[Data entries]

--------------------------------

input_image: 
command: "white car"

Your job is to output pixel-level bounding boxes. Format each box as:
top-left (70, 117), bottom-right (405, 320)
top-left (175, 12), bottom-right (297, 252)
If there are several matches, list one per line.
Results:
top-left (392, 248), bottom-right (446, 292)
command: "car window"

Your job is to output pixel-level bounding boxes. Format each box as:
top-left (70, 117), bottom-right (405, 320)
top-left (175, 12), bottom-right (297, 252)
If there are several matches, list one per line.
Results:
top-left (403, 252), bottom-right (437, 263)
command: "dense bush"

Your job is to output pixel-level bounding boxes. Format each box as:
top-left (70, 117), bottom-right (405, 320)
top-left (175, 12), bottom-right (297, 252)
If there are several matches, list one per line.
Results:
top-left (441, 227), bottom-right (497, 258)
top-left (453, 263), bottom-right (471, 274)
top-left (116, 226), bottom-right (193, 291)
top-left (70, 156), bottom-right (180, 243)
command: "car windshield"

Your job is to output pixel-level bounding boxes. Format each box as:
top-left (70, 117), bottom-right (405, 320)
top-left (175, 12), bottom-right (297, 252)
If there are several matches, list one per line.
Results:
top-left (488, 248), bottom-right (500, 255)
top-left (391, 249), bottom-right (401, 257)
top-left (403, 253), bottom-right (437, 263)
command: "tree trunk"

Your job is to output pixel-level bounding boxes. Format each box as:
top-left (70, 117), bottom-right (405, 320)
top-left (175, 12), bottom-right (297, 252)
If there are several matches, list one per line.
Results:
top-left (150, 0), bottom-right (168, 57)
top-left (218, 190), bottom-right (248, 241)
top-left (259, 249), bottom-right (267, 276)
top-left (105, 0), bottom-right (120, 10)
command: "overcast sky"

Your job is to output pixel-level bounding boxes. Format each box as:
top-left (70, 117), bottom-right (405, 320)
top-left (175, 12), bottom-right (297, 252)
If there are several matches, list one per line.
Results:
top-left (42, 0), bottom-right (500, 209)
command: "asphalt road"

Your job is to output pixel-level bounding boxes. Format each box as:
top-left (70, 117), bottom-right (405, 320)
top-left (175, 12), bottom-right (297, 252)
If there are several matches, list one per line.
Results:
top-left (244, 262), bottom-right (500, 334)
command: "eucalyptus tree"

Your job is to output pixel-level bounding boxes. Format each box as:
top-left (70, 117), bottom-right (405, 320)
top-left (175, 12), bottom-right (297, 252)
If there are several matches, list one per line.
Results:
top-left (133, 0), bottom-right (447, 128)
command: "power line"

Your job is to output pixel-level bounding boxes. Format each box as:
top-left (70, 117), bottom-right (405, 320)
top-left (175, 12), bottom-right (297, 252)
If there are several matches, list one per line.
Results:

--------------------------------

Given instruction
Format every line of the listing above as a JSON list of strings, with one string per line and no blank lines.

Output of the exercise
[
  "input_image: ",
  "command: \"white car\"",
  "Your job is to output pixel-level bounding boxes. Format each box as:",
  "top-left (70, 117), bottom-right (405, 320)",
  "top-left (175, 12), bottom-right (297, 252)",
  "If there are several matches, list one per line.",
  "Results:",
  "top-left (392, 248), bottom-right (446, 292)",
  "command: \"car window\"",
  "Your job is to output pixel-level bounding boxes. Format each box as:",
  "top-left (70, 117), bottom-right (405, 320)",
  "top-left (175, 12), bottom-right (297, 252)",
  "If there are several matches, list one per line.",
  "Results:",
  "top-left (403, 252), bottom-right (437, 263)",
  "command: \"dense bush\"",
  "Your job is to output pixel-level bounding boxes. Format each box as:",
  "top-left (70, 117), bottom-right (405, 320)",
  "top-left (175, 12), bottom-right (297, 252)",
  "If there are several matches, list one per line.",
  "Results:",
  "top-left (441, 227), bottom-right (497, 258)",
  "top-left (453, 263), bottom-right (471, 274)",
  "top-left (116, 226), bottom-right (193, 291)",
  "top-left (70, 156), bottom-right (180, 243)",
  "command: \"car windshield\"",
  "Your job is to output pixel-level bounding boxes. Format each box as:",
  "top-left (70, 117), bottom-right (405, 320)",
  "top-left (175, 12), bottom-right (297, 252)",
  "If there are several matches, list one per line.",
  "Results:",
  "top-left (488, 248), bottom-right (500, 255)",
  "top-left (391, 249), bottom-right (401, 257)",
  "top-left (403, 253), bottom-right (437, 263)",
  "command: \"tree trunk\"",
  "Your job is to output pixel-level bounding boxes. Format each box as:",
  "top-left (70, 117), bottom-right (405, 320)",
  "top-left (175, 12), bottom-right (297, 252)",
  "If there are several matches, list one per line.",
  "Results:",
  "top-left (150, 0), bottom-right (168, 57)",
  "top-left (218, 190), bottom-right (248, 241)",
  "top-left (259, 249), bottom-right (267, 276)",
  "top-left (105, 0), bottom-right (120, 10)",
  "command: \"overcast sky\"",
  "Your job is to output pixel-level bounding boxes. Format each box as:",
  "top-left (70, 117), bottom-right (405, 320)",
  "top-left (175, 12), bottom-right (297, 252)",
  "If there are several matches, list one per line.",
  "Results:",
  "top-left (42, 0), bottom-right (500, 209)",
  "command: \"asphalt road\"",
  "Your job is to output pixel-level bounding boxes. Format each box as:",
  "top-left (70, 117), bottom-right (405, 320)",
  "top-left (175, 12), bottom-right (297, 252)",
  "If there are several matches, list one per line.",
  "Results:",
  "top-left (244, 262), bottom-right (500, 334)",
  "command: \"eucalyptus tree\"",
  "Your job is to output pixel-level bounding boxes. Format each box as:",
  "top-left (70, 117), bottom-right (405, 320)",
  "top-left (175, 12), bottom-right (297, 252)",
  "If there are several matches, list one per line.",
  "Results:",
  "top-left (133, 0), bottom-right (447, 128)",
  "command: \"power line\"",
  "Your job is to output pixel-level bounding boxes. Format each box as:",
  "top-left (70, 117), bottom-right (405, 320)",
  "top-left (175, 12), bottom-right (297, 252)",
  "If there are several matches, list one per line.",
  "Results:"
]